▶ What is asked
Report every line in the data below that contains the string "bride", treating uppercase and lowercase letters as different.

▶ Location annotation dataset excerpts
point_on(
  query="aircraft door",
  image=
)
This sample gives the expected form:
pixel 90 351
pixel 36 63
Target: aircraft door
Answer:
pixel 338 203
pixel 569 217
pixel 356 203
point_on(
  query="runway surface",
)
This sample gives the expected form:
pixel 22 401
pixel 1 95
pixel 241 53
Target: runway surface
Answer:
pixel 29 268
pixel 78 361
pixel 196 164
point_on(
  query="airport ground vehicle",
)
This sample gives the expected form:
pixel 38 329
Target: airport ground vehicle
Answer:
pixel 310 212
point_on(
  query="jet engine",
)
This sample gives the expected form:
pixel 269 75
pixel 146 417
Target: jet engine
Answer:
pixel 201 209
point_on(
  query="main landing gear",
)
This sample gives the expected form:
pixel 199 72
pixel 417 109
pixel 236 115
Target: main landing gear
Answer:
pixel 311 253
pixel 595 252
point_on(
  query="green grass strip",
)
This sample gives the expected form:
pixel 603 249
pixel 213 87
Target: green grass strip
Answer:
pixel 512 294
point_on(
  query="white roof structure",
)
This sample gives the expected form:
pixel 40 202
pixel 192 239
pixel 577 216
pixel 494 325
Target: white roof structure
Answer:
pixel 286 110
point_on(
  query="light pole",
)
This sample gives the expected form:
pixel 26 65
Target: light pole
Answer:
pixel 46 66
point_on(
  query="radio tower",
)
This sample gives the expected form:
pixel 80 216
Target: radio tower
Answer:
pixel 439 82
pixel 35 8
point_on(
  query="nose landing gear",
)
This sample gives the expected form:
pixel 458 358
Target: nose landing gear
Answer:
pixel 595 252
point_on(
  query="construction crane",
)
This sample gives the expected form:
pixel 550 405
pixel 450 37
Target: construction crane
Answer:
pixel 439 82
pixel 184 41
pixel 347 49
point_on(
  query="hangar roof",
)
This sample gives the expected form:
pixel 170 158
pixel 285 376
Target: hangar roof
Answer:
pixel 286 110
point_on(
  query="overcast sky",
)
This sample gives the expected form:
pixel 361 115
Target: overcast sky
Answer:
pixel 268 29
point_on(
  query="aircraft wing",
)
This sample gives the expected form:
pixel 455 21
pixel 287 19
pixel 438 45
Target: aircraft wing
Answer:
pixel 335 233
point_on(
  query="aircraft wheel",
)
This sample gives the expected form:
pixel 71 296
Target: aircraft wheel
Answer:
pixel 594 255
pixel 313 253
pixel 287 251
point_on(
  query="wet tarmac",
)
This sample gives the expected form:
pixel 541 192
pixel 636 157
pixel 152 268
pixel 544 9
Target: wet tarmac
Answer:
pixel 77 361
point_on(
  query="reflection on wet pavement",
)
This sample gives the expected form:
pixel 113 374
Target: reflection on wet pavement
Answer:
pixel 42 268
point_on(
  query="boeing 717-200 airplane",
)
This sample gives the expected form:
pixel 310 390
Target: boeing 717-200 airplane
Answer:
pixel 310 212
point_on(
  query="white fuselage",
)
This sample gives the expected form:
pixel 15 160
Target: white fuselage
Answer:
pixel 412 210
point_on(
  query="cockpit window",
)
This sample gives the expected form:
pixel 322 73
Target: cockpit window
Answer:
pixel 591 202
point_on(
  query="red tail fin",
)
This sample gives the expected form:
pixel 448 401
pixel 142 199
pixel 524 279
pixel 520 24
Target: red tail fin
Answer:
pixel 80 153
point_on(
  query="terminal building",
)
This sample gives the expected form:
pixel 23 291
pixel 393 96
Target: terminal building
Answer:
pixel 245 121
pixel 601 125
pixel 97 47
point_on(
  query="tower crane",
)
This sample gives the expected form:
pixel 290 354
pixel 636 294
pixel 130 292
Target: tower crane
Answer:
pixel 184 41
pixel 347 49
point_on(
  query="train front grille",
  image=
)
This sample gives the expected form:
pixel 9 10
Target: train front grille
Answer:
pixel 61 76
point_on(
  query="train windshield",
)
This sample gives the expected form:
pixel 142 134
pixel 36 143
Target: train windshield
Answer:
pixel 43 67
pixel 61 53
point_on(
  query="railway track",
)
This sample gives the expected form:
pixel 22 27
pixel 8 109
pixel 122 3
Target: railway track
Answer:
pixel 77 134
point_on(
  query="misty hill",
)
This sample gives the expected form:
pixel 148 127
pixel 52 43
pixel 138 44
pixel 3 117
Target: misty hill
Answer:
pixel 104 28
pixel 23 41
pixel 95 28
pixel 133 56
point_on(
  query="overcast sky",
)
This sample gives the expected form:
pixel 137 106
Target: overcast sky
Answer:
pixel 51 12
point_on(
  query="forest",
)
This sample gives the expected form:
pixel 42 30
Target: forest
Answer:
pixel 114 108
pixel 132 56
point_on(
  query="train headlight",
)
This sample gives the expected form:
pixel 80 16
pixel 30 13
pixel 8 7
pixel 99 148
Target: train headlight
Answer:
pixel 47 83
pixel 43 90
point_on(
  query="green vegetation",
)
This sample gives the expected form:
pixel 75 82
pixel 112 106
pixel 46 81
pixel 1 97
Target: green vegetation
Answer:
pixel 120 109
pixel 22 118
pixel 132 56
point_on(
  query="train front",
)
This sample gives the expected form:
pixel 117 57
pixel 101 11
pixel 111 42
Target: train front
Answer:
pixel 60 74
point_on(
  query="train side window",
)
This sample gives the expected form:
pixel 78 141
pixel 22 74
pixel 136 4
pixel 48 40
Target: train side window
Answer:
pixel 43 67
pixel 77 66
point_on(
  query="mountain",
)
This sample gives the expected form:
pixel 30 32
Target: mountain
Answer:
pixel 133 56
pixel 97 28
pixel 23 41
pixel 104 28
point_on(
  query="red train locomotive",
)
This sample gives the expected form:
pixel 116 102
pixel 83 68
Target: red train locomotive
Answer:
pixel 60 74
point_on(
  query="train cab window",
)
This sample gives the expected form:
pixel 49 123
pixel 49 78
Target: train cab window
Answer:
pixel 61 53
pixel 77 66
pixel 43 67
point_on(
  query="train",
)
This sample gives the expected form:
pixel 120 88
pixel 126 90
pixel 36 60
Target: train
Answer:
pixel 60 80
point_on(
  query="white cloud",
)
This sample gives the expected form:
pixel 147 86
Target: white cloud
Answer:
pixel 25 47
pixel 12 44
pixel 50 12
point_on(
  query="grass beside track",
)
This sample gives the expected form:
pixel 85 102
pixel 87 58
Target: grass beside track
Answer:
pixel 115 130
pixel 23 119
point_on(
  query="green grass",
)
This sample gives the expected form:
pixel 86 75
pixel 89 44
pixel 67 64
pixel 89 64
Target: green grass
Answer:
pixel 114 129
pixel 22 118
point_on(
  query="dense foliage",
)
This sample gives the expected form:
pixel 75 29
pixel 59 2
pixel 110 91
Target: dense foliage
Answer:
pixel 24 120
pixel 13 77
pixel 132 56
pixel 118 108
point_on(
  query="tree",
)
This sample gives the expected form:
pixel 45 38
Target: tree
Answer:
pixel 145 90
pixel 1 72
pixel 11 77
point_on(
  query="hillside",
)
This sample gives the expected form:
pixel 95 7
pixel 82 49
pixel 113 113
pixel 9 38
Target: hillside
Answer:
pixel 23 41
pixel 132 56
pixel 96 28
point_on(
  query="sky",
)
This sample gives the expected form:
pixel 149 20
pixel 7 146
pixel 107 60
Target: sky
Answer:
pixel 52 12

---

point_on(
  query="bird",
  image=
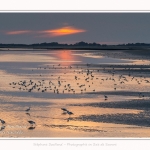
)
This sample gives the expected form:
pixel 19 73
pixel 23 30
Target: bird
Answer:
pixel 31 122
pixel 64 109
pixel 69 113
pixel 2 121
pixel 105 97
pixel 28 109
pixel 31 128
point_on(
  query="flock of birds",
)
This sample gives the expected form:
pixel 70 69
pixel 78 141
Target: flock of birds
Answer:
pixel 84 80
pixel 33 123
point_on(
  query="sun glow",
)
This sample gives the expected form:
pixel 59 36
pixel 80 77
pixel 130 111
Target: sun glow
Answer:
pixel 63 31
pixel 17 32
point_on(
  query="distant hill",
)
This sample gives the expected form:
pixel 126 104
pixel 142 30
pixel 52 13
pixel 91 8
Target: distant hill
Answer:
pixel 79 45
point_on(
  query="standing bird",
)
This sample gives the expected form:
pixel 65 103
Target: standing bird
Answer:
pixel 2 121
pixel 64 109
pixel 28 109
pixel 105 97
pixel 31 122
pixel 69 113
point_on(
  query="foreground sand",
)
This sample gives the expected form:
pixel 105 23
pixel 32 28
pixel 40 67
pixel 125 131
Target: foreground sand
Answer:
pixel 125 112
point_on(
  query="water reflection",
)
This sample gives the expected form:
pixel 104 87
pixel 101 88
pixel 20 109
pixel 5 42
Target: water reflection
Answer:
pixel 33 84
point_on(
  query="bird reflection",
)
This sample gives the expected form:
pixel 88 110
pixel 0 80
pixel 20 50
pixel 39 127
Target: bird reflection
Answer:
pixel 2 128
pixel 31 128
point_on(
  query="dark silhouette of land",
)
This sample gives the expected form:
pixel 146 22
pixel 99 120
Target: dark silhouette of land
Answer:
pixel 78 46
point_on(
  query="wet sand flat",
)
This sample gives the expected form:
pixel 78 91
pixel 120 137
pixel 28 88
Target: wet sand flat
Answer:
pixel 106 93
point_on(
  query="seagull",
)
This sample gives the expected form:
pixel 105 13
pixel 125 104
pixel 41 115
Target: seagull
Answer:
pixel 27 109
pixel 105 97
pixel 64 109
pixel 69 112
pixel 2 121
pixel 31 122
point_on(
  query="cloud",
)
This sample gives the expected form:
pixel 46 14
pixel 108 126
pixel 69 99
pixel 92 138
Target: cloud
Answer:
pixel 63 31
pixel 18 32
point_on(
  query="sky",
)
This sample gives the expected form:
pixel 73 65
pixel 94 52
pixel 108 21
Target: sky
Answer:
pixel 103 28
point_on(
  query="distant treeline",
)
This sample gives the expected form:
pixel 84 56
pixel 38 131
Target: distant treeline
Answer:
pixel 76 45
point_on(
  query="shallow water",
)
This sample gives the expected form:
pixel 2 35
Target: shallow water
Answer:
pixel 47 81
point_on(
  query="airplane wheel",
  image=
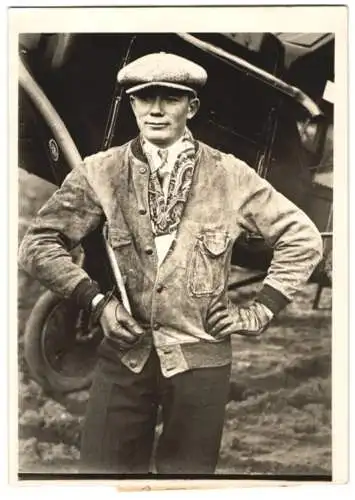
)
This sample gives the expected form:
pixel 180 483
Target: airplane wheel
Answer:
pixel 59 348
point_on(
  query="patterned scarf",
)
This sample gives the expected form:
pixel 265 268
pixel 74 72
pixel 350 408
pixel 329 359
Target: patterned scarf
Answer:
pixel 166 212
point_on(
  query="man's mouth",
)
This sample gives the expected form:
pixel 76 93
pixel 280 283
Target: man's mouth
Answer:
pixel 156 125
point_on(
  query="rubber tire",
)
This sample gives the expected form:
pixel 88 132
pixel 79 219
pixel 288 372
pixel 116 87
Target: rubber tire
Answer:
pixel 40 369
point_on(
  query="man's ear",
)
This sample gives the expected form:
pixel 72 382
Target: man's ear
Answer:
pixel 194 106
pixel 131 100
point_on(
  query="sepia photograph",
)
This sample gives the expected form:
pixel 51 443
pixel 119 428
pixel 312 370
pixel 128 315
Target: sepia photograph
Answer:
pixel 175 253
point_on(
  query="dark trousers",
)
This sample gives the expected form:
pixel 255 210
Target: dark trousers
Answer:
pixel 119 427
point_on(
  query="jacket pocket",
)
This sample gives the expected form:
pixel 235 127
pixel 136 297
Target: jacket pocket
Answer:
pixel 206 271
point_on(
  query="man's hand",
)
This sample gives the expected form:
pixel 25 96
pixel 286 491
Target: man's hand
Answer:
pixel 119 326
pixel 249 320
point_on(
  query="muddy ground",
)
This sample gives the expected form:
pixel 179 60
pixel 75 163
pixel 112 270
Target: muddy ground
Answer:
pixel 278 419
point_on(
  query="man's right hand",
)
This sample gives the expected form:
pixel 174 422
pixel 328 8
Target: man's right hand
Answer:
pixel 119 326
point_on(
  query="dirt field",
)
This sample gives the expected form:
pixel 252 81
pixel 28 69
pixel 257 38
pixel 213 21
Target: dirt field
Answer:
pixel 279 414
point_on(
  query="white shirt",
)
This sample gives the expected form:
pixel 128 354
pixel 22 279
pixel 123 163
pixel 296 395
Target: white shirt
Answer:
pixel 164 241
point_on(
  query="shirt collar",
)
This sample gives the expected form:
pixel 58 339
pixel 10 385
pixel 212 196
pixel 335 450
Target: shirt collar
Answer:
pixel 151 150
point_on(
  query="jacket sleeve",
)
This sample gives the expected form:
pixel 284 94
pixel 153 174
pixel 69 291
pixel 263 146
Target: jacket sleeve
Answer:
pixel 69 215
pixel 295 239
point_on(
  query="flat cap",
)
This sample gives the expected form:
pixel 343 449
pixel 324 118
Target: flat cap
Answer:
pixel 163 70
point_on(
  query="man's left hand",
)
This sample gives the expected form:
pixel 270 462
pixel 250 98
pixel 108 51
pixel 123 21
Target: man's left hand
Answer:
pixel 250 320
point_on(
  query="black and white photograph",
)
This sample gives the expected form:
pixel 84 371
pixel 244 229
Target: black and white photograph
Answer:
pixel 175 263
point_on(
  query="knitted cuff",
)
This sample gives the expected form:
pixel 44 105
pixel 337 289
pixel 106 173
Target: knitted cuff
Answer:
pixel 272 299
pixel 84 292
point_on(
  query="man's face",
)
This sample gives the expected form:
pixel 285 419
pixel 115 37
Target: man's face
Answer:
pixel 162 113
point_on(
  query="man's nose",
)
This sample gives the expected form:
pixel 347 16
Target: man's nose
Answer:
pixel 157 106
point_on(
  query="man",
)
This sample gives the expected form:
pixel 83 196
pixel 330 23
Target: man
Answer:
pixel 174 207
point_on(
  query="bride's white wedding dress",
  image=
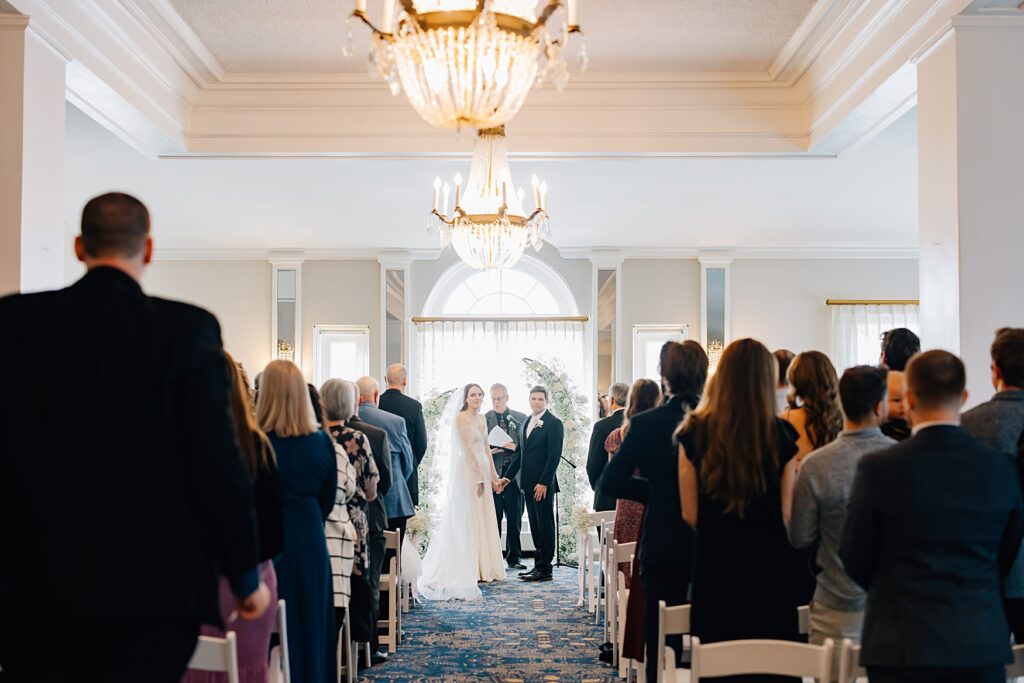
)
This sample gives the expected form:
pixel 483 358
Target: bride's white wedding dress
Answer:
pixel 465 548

==

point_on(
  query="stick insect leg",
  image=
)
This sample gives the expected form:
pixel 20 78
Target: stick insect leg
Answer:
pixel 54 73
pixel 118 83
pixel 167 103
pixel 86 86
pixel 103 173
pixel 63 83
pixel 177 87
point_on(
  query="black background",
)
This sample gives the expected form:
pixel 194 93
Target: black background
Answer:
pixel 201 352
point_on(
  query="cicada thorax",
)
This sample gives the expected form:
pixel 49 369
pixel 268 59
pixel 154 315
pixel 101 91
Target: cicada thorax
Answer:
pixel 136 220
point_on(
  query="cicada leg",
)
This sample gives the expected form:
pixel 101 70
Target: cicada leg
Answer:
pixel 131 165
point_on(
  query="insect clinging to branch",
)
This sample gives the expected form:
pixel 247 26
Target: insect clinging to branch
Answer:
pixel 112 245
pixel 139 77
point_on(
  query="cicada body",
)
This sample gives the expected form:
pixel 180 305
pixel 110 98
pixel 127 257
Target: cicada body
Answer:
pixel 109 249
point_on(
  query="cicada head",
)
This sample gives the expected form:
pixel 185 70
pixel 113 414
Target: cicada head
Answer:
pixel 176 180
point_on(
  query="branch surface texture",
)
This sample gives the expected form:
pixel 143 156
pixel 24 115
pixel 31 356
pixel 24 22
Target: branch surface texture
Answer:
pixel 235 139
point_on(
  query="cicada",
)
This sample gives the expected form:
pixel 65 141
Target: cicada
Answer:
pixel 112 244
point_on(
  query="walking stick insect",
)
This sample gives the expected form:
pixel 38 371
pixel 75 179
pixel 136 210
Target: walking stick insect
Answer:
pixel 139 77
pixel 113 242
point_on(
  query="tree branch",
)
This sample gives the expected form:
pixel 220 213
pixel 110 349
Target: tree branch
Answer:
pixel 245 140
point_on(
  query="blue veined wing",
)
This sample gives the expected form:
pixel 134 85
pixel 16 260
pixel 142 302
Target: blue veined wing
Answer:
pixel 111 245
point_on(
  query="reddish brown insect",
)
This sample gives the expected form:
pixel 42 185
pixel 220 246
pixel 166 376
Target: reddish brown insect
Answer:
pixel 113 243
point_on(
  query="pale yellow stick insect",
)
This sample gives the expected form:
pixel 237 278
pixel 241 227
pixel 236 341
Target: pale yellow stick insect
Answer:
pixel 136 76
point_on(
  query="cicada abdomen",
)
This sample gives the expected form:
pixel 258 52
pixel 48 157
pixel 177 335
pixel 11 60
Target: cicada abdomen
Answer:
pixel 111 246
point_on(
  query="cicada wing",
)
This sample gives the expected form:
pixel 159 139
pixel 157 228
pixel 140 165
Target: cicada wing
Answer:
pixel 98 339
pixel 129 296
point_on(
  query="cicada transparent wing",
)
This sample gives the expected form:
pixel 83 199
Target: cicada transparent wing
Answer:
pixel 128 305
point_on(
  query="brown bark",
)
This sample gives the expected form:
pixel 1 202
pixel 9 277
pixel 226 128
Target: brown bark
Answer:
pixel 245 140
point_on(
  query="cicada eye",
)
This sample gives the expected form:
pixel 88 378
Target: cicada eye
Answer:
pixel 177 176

▶ Answer to the problem
  query="bride's white wedding dress",
Target: bride's white wedding dress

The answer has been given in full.